**What you will do**
This task requires every entry to be set down again exactly.

--- START ---

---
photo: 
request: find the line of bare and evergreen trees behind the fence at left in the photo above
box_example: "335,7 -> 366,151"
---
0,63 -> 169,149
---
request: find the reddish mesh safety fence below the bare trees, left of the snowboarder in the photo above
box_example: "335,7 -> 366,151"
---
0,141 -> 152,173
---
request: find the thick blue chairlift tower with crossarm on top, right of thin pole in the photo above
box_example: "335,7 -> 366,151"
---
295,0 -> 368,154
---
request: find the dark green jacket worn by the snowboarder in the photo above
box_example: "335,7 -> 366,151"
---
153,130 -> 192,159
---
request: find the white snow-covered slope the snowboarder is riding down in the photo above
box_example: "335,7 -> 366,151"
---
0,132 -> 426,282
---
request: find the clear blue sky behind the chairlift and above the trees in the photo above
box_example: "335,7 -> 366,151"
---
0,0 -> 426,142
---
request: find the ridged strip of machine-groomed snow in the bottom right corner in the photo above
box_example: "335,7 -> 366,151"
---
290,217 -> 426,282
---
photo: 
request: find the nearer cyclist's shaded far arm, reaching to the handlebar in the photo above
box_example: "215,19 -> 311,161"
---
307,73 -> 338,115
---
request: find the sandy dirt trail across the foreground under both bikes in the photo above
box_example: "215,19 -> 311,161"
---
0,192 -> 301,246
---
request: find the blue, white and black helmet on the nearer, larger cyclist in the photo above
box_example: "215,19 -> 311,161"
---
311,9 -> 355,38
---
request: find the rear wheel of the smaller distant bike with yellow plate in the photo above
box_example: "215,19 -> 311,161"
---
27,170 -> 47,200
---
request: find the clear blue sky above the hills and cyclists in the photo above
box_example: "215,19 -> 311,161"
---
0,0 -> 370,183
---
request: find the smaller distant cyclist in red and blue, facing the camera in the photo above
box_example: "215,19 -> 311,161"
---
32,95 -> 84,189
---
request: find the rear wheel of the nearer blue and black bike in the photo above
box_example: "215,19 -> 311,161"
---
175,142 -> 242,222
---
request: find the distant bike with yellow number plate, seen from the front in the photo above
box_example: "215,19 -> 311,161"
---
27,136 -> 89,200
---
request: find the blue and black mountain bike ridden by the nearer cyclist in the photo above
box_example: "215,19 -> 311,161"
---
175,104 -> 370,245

--- END ---

**Exercise solution**
---
photo: 
request: find the line of bare and evergreen trees behind the fence at left in the photo above
box_example: "335,7 -> 366,151"
---
0,63 -> 169,149
---
request: find the reddish mesh safety fence below the bare trees, left of the snowboarder in the photo above
box_example: "335,7 -> 366,151"
---
0,141 -> 152,173
---
request: find the thick blue chairlift tower with crossarm on top, right of thin pole in the photo above
box_example: "335,7 -> 366,151"
---
295,0 -> 368,154
---
request: find the dark green jacket worn by the snowboarder in the photo above
box_example: "335,7 -> 366,151"
---
153,130 -> 192,159
---
request: find the white snow-covered slope the snowboarder is riding down in the photo above
box_example: "335,7 -> 366,151"
---
0,132 -> 426,282
---
request: find the clear blue sky behind the chairlift and above the trees in the photo above
box_example: "335,7 -> 366,151"
---
0,0 -> 426,142
---
request: find the ridged strip of machine-groomed snow in the bottom right corner in the photo above
box_example: "335,7 -> 366,151"
---
290,217 -> 426,282
---
photo: 
request: find the nearer cyclist's shaded far arm, reaching to the handlebar in the photo above
box_example: "215,19 -> 311,161"
---
307,73 -> 338,115
---
request: find the sandy dirt trail across the foreground under both bikes in the photo above
box_example: "215,19 -> 311,161"
---
0,192 -> 301,246
---
request: find the blue, white and black helmet on the nearer, larger cyclist in the photo above
box_example: "215,19 -> 311,161"
---
311,9 -> 355,38
---
request: find the rear wheel of the smaller distant bike with yellow plate in the photo above
box_example: "215,19 -> 311,161"
---
27,170 -> 47,200
---
request: find the clear blue sky above the hills and cyclists in the photo above
box_example: "215,19 -> 311,161"
---
0,0 -> 370,183
---
request: find the smaller distant cyclist in red and blue, facing the camera in the photo above
box_example: "215,19 -> 311,161"
---
32,95 -> 84,189
---
request: find the rear wheel of the nearer blue and black bike in the photo above
box_example: "215,19 -> 311,161"
---
175,142 -> 242,222
---
request: find the distant bike with yellow number plate, seen from the front in the photo above
box_example: "215,19 -> 311,161"
---
27,136 -> 89,200
---
request: find the blue and black mountain bike ridden by the nearer cyclist in the photo above
box_example: "215,19 -> 311,161"
---
175,104 -> 370,245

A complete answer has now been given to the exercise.